====== Selected excerpt

On

2020

Bernard-Henri Lévy’s four documentary films (Bosna!, The Oath of Tobruk, Peshmerga, and The Battle of Mosul) were presented in retrospective showings at two legendary American theaters, the Quad Cinema in New York (January 10–16, 2020) and the Nuart Theater in Los Angeles (January 17–18).

On 11 June 2020, Ce virus qui rend fou, published by Grasset, appeared in bookstores in France, followed shortly by its appearance in Italy and the United States, two of the countries most severely affected by the pandemic.

On 19 May Lévy announced his intention to donate all of his royalties from sale of the book to Adelc (an association of independent bookstores).

From late 2019 through September 2020, Lévy served as a special envoy of the editors of the legendary Paris Match for a series of seven reports entitled “The Wars on Which Our Destiny Depends.” These journalistic explorations led him, in most cases during the pandemic shutdown, to Nigeria, where he sounded a global alert on the fate of the country’s Christians; to Kurdistan, to support his Peshmerga friends faced with reprisals from the Islamic State; to Somalia, which is mired in the chaos of Islamist militias; to Ukraine, from which he reported the return of trench warfare to Europe; to Bangladesh in the footsteps of his youthful self but also on the trail of the origins of the conflict between mainstream and radical Islamism; to Libya, where he narrowly averted tragedy and encountered the ugliest forms of anti-Semitism; and finally Afghanistan, where he met with the son of Commander Massoud and heir to his legacy of fighting religious fundamentalists.

These reports were published contemporaneously in leading American and European outlets, notably the Wall Street Journal, El Espagnol, and La Republicca.

While completing this series, BHL also traveled several times to Lesbos, reporting in Paris Match the horrible conditions of the migrants and refugees living in the camp there. About this shame of Europe, he wrote, “I have seen many camps in my life, but rarely such unbounded sadness.”

============
====== Listed records

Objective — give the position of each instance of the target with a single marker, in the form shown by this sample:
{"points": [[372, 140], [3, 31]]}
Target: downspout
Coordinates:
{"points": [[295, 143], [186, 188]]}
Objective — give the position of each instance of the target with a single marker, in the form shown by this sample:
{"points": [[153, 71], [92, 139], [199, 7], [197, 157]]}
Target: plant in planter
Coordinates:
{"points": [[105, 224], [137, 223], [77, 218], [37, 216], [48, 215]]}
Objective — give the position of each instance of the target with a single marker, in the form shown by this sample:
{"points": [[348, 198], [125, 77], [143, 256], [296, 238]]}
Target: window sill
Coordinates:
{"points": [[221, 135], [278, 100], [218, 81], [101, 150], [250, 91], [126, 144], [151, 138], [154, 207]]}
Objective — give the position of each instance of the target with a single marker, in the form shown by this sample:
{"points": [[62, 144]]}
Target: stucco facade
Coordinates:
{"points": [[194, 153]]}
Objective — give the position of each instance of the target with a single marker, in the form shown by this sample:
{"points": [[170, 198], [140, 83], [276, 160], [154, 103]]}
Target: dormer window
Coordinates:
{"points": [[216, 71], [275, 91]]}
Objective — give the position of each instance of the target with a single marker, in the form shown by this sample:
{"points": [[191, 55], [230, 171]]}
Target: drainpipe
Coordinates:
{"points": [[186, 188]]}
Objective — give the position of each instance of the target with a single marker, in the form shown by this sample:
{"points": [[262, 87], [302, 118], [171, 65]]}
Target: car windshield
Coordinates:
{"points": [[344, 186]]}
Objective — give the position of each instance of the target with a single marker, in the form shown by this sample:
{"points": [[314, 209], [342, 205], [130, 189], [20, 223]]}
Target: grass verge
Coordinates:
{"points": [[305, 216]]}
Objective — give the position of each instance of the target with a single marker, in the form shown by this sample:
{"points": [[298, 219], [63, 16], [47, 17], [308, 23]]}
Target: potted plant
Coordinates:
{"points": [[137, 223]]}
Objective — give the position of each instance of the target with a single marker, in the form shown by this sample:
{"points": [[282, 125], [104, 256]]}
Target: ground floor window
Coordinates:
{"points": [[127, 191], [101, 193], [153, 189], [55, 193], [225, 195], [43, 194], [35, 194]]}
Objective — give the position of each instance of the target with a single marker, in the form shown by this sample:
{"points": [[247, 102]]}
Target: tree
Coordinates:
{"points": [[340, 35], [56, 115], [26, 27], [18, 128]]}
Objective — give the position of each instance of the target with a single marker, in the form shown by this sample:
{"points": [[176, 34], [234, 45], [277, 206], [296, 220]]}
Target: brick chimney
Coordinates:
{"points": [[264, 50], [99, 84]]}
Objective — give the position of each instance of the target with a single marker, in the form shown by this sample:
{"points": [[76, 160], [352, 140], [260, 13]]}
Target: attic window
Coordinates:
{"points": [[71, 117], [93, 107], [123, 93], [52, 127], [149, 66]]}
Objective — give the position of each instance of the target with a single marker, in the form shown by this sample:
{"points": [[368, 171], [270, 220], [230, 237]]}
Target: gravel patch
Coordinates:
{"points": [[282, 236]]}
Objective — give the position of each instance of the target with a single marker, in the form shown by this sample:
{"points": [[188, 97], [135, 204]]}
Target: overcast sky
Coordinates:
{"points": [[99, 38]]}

============
====== Listed records

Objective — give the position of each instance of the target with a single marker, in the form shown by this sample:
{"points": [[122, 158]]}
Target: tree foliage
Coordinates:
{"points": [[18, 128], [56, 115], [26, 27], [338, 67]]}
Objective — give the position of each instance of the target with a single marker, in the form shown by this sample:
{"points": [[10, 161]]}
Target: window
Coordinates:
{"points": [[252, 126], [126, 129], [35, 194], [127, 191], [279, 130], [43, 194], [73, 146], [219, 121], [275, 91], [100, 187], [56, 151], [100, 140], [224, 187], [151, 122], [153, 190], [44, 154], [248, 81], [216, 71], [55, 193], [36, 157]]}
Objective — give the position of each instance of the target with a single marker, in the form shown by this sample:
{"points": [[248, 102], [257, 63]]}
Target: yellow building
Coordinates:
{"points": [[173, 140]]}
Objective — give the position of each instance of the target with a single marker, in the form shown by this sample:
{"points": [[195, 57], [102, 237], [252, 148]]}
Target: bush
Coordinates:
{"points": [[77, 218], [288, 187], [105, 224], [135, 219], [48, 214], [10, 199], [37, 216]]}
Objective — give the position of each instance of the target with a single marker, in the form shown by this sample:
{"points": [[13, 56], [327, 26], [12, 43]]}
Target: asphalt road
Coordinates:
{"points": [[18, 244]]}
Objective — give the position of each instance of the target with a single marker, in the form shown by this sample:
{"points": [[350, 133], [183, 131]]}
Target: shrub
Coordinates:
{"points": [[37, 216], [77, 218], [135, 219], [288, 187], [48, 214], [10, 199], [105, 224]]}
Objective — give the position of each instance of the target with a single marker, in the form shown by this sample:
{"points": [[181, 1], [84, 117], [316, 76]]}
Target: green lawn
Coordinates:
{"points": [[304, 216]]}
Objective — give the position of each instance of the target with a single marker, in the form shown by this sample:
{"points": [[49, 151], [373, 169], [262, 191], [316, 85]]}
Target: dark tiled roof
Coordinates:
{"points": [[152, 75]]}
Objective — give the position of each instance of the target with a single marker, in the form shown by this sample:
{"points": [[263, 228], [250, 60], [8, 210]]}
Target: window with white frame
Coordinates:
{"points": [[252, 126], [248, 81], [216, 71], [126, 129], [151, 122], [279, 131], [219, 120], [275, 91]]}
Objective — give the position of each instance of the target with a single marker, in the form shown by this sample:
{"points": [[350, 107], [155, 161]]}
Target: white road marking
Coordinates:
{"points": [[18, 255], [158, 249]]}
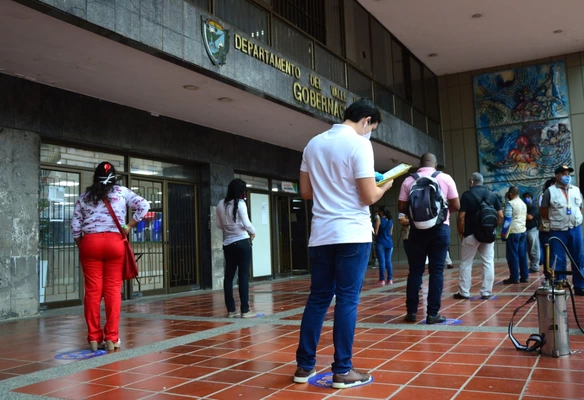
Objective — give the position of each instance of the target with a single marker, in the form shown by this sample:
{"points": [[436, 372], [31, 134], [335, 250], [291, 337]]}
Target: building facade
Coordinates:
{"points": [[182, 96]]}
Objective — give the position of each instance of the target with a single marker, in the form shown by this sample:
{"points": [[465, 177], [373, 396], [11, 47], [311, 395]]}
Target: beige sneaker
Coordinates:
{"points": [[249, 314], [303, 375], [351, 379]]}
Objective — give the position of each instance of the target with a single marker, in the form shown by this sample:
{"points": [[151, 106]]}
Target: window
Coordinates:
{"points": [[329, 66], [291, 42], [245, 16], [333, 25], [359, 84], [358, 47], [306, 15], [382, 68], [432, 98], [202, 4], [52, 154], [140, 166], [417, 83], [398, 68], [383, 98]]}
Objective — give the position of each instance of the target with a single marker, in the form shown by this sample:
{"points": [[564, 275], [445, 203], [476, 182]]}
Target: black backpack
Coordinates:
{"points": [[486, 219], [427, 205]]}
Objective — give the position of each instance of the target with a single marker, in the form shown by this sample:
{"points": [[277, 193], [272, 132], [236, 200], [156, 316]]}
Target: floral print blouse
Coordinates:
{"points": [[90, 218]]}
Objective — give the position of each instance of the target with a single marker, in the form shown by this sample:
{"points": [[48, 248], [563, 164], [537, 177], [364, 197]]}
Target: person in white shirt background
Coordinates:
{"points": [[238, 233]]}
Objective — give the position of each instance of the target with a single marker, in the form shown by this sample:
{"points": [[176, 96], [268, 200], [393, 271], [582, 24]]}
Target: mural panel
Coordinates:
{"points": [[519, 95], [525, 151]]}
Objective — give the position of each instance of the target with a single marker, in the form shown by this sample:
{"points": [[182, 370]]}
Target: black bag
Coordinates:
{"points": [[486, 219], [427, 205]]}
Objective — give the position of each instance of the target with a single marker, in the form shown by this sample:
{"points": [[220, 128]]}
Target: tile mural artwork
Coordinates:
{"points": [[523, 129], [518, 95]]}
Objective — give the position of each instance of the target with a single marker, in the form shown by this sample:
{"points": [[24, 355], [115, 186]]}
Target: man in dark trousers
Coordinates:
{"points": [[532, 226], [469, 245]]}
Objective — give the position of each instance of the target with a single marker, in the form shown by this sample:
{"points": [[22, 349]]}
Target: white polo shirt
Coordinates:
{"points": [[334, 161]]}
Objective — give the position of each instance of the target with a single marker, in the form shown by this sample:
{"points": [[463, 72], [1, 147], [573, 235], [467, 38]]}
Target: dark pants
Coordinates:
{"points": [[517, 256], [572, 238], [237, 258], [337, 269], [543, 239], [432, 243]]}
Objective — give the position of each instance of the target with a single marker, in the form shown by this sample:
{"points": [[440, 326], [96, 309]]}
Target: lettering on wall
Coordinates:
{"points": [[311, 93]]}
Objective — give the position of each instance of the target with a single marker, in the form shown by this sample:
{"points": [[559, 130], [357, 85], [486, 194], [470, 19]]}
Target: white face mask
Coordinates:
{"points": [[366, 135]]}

============
====== Listed records

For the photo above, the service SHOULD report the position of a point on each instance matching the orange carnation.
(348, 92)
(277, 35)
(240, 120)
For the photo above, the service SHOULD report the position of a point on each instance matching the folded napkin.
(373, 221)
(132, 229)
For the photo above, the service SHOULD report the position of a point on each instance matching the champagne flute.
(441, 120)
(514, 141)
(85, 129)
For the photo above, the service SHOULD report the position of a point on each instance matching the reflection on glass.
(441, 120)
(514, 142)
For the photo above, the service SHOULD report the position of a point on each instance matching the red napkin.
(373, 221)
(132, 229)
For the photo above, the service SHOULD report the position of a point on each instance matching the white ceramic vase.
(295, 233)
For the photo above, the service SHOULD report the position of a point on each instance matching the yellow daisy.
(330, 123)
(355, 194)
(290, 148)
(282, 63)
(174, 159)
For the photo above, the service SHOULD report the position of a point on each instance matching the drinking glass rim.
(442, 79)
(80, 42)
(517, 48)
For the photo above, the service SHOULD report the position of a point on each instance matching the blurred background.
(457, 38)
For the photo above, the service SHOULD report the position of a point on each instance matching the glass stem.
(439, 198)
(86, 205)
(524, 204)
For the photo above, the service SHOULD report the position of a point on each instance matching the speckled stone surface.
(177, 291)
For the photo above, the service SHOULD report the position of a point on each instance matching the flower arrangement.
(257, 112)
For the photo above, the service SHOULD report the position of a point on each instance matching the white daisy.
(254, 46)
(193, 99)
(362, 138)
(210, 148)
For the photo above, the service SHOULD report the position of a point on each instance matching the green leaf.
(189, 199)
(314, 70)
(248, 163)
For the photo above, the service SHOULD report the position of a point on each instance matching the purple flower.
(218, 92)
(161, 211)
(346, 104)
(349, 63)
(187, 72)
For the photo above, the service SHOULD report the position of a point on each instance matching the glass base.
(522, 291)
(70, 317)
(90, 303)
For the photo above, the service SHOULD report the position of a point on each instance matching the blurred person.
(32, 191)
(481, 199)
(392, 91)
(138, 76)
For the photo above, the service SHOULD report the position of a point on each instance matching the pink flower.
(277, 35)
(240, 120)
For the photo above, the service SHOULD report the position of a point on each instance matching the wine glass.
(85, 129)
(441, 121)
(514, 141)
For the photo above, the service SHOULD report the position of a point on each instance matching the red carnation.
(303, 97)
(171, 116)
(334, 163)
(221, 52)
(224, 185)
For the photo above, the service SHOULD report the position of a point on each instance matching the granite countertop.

============

#### Things to do:
A) According to the text on Bernard-Henri Lévy's 2020, which group did he say would get all his royalties from sales of Ce virus qui rend fou?
B) In the text on Bernard-Henri Lévy's 2020, why did he travel to Kurdistan for his Paris Match reports? Answer in one to three sentences.
C) Return the part of the text on Bernard-Henri Lévy's 2020 between "These reports were" and "Espagnol, and La Republicca.", inclusive.

#### Per-task outputs:
A) Adelc, an association of independent bookstores.

B) He went to Kurdistan to support his Peshmerga friends, who were facing reprisals from the Islamic State.

C)
These reports were published contemporaneously in leading American and European outlets, notably the Wall Street Journal, El Espagnol, and La Republicca.